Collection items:
□ □ □ □ □ □ □
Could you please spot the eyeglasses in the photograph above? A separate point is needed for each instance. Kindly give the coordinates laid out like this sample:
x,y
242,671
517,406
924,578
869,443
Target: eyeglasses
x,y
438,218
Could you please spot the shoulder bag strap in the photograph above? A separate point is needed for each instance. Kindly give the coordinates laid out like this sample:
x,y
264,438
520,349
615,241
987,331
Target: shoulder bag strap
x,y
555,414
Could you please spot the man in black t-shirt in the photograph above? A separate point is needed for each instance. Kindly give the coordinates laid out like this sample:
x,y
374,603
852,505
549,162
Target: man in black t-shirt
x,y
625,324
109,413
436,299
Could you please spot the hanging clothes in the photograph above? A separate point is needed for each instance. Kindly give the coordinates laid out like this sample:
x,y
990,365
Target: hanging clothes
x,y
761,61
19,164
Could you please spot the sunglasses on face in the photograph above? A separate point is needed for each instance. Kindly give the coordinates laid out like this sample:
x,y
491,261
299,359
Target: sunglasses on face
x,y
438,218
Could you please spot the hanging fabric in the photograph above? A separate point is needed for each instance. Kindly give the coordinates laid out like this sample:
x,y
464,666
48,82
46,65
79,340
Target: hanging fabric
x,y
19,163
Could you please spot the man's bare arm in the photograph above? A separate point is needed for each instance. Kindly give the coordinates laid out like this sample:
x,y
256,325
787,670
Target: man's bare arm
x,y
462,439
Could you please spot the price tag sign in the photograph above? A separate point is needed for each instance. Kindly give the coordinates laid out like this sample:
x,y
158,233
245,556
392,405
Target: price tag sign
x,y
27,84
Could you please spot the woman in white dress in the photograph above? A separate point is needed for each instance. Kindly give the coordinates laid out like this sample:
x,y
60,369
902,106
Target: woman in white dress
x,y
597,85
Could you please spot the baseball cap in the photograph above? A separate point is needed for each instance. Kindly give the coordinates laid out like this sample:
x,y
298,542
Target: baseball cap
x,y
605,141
□ □ □ □ □ □ □
- Problem to work on -
Rewrite the items from the line containing "Could you please spot the baseball" through the end of the items, replacing "instance" with "occurrence" and leaving everything else unchanged.

- Result of the task -
Could you please spot the baseball cap in the photograph above? A separate point is needed for each occurrence. Kindly give the coordinates laid out like this sample:
x,y
298,542
Target: baseball cap
x,y
605,141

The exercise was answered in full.